# PROVIDED TEXT:
# Vape shop needed desperately!!!



## Slick (12/9/16)

To all the vendors out there,please consider opening a branch in the east,east rand mall has a small kiosk and lakeside mall has nothing,vaping is booming in this area so we desperately need a vape store here,especially one of the more bigger vendors...please surprise us soon!


----------



## Clouds4Days (12/9/16)

Slick said:


> To all the vendors out there,please consider opening a branch in the east,east rand mall has a small kiosk and lakeside mall has nothing,vaping is booming in this area so we desperately need a vape store here,especially one of the more bigger vendors...please surprise us soon!



Vape Club is out that way bud. Next to the bunny park basically.
VapeoWave is also just accross the east rand mall.
And i know there are a few others that are out that side but dont know where they are.

Reactions: Like 1


----------



## Slick (13/9/16)

Clouds4Days said:


> Vape Club is out that way bud. Next to the bunny park basically.
> VapeoWave is also just accross the east rand mall.
> And i know there are a few others that are out that side but dont know where they are.


We need like a vape king, vape cartel,sir vape etc along those lines


----------



## Cruzz_33 (13/9/16)

@Slick I've heard there is something special opening up in the East rand area,not sure when but sure we will hear about it soon

Reactions: Optimistic 1


----------



## Slick (13/9/16)

Cruzz_33 said:


> @Slick I've heard there is something special opening up in the East rand area,not sure when but sure we will hear about it soon


I really hope so,i love the vibe in the malls where our big vendors are,walking around shopping and then suddenly you just see clouds coming out of a certain shop,it just attracts you in it and people are so amused by it,forcing you to go have a look inside,like an adults 'toys r us'.I truly feel if a big vendor opens up here they will do very well


----------



## Cruzz_33 (13/9/16)

@Slick not sure if it will be in the mall but where ever it is it will be great


----------



## Soutie (13/9/16)

I am really loving seeing the increased retail presence we are getting from our vendors. It felt like a year ago there was pretty much nothing but Twisp out there, but this year all over the place we see more and more retail stores springing up.

# SET TASKS:
A - In the vape shop thread, what does Clouds4Days say Vape Club is next to?
B - Using the vape shop thread, explain why Slick thinks a big vendor opening in the east would do very well.
The material after the thread comes from a separate source.

# COLLECTED DATA:
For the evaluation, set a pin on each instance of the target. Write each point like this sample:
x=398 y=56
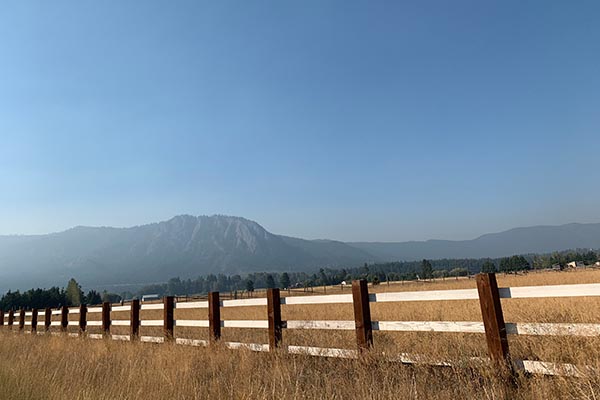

# ANSWERS TO THE PROBLEMS:
A - The bunny park.

B - Slick loves the vibe in malls where the big vendors are: while shoppers walk around, clouds suddenly come out of a shop. This draws people in and amuses them, so they go have a look inside, like an adults' "Toys R Us."